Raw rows
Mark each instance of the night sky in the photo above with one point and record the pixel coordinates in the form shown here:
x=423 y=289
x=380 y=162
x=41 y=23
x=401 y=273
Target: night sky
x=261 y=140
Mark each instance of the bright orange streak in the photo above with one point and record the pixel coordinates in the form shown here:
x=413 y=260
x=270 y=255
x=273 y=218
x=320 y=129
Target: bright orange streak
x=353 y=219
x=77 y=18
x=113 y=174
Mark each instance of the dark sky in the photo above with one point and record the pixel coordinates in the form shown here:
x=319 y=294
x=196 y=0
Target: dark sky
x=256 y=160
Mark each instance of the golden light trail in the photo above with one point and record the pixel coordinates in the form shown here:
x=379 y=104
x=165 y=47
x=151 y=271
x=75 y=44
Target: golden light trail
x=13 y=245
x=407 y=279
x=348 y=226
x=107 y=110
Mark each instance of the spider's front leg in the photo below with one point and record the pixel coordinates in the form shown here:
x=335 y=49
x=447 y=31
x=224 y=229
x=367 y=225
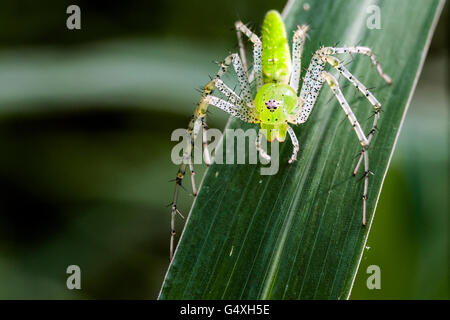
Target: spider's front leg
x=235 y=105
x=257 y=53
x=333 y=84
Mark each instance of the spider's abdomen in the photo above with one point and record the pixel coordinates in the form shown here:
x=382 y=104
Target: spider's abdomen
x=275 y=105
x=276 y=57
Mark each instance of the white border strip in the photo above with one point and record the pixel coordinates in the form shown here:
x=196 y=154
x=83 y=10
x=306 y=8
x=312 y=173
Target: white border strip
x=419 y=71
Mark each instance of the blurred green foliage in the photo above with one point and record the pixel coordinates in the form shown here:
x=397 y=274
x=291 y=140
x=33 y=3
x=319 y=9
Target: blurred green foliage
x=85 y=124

---

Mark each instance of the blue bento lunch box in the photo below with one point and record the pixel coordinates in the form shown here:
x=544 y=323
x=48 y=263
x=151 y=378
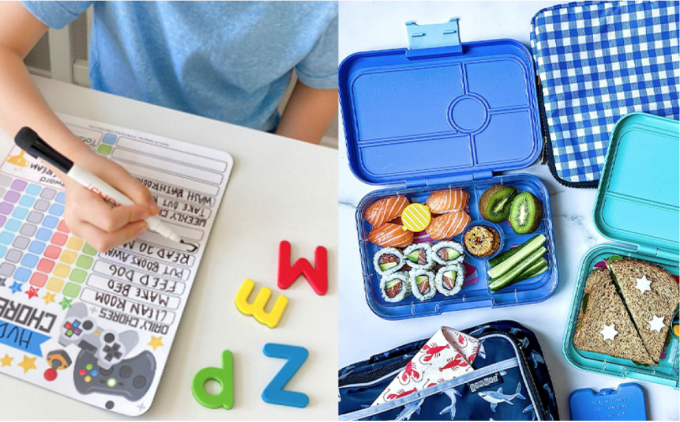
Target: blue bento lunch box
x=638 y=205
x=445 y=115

* * *

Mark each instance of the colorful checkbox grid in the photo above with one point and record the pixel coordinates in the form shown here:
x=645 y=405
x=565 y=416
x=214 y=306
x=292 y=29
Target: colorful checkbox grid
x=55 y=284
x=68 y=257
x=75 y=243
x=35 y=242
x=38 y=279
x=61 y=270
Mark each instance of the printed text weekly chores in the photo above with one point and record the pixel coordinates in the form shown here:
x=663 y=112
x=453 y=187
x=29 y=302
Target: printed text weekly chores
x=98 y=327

→ **Aim**:
Gather every line of the rows above that contains the word "bento", copying each line in full. Case counts, so only lines with matching capitalization should be included.

→ **Result**:
Mark each instance of the blue bento lunch box in the photo below with one point and record the pixel coordinates in the form shown here:
Target: blue bento lunch box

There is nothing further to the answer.